◆ REQUIRED WORK ◆
Take the listing below and print exactly the lines starting at the line containing "teal polo shirt." and ending at the line containing "Target: man in teal polo shirt", both ends included, and no others.

◆ DATA SECTION ◆

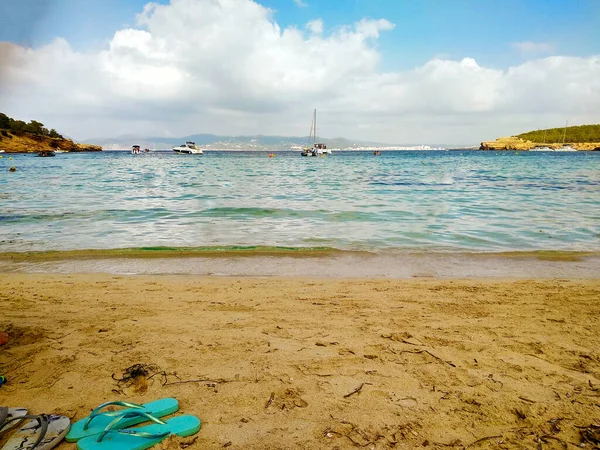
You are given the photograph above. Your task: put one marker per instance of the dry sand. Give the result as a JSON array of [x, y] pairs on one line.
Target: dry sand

* * *

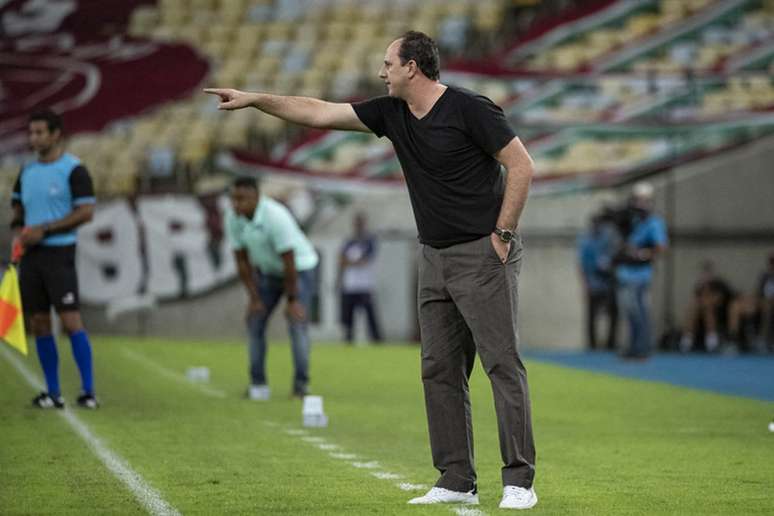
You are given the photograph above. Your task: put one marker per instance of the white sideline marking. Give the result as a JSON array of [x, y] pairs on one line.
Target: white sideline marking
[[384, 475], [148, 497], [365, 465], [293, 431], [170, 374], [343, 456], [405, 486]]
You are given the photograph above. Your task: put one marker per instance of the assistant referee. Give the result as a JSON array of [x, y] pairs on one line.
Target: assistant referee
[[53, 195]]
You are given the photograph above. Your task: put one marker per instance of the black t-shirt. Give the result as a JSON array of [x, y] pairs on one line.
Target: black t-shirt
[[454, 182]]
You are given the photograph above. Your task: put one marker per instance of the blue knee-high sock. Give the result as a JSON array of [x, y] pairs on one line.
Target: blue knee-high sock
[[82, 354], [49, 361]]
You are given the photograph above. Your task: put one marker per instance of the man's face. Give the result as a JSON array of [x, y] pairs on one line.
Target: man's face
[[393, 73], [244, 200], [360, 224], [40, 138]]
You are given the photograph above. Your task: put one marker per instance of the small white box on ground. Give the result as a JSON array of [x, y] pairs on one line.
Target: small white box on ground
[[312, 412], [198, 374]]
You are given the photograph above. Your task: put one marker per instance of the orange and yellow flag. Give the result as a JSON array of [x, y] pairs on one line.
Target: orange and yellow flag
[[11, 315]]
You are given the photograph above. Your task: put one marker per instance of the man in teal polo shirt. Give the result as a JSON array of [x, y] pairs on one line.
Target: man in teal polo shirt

◆ TASK SOLUTION ◆
You are given the photograph above. Your task: put one marker per instance of the man in teal polo shirt. Give the result as a JSON array of [x, y] pairs on one line.
Target: man in teal polo shirt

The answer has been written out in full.